Text:
******

Charles Andrew Christopherson (July 23, 1871 – November 2, 1951) was an American lawyer and politician in South Dakota. He was elected to the state legislature in 1912. In 1918 he was elected to the United States House of Representatives, where he was re-elected to a total of seven terms until being defeated in 1932, during the Great Depression.

Early life and education
Christopherson was born  in Amherst Township, Fillmore County, Minnesota, to  Norwegian parents, Julia (Nelson) and Knute C. Christopherson. His father came to the United States at age fourteen. He was one of seven children and was raised in the Lutheran Church. He attended public schools. Christopherson moved to Sioux Falls, South Dakota, where he attended Sioux Falls Business College and Normal School. He graduated in 1890 and read the law with an established firm until he qualified for the bar.

Career
Christopherson was admitted to the bar in 1893, and started his practice in Sioux Falls at the Joe Kirby law office He later practiced alone until taking Fredolph H. Melquist as a partner in 1913. Christopherson became active in local issues. He was elected as a member of the Board of Education of Sioux Falls from 1908–1918, and President of it from 1911-1915 and served as president of the board of directors of the Union Savings Association (1912).

Political career
In 1912, he was elected as a Republican to the South Dakota House of Representatives, and served as Speaker of the House beginning in 1915, in his last term. In 1918, Christopherson successfully ran for Congress from South Dakota's 1st congressional district. He was re-elected six times, but lost re-election in 1932 to Democrat Fred H. Hildebrandt. He ran against Hildebrandt again in 1934, but lost by a wider margin. In 1936, Christopherson ran for the U.S. Senate, but lost in the Republican primary to Chan Gurney. He subsequently returned to Sioux Falls full-time to pursue his legal career.

******

Records shown:

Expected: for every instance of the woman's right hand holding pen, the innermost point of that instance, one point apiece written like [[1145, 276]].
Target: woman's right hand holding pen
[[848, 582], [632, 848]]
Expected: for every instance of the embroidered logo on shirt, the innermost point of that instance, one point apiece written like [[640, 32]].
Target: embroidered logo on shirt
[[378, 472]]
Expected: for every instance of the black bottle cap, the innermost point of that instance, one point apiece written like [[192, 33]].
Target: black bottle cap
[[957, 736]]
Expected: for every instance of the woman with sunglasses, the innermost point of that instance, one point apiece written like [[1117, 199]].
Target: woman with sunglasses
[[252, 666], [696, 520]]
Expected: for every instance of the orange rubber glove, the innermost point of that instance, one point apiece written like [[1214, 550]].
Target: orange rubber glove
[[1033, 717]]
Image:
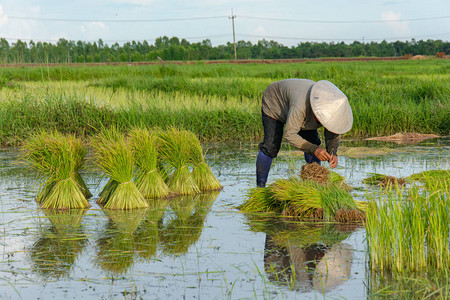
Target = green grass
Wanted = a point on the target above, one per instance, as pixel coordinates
(408, 231)
(304, 199)
(217, 102)
(57, 158)
(113, 156)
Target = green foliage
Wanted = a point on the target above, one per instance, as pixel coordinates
(58, 159)
(409, 232)
(217, 102)
(149, 181)
(114, 157)
(303, 199)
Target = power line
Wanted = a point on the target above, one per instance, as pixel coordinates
(342, 21)
(220, 17)
(118, 41)
(114, 21)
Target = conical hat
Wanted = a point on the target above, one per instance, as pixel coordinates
(331, 107)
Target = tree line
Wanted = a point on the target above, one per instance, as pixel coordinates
(67, 51)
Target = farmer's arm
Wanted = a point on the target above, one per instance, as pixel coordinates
(332, 143)
(294, 123)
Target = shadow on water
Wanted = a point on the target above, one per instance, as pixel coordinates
(170, 225)
(305, 256)
(59, 243)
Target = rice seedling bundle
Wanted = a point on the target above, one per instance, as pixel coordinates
(202, 174)
(409, 231)
(114, 157)
(176, 151)
(305, 199)
(149, 180)
(58, 159)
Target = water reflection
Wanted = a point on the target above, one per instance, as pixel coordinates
(59, 243)
(167, 227)
(306, 256)
(186, 226)
(116, 246)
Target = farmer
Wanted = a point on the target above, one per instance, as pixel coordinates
(303, 105)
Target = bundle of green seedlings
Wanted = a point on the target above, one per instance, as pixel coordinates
(58, 159)
(384, 180)
(114, 157)
(202, 174)
(409, 230)
(149, 181)
(176, 152)
(310, 199)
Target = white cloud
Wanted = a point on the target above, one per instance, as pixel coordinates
(260, 30)
(3, 18)
(398, 27)
(137, 2)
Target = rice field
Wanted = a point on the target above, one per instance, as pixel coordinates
(203, 245)
(217, 102)
(138, 182)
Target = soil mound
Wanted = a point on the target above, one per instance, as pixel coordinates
(405, 138)
(314, 172)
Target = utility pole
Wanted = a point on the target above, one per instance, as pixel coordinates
(234, 35)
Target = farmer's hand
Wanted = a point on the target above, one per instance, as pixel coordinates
(322, 154)
(333, 161)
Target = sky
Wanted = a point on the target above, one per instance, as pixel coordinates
(287, 22)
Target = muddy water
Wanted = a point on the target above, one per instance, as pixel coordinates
(197, 247)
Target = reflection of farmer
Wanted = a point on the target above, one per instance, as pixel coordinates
(316, 266)
(303, 105)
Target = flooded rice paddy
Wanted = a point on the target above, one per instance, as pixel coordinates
(196, 247)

******

Aim:
In the Christopherson biography, who beat him in the 1936 Republican primary for the U.S. Senate?

Full solution:
Chan Gurney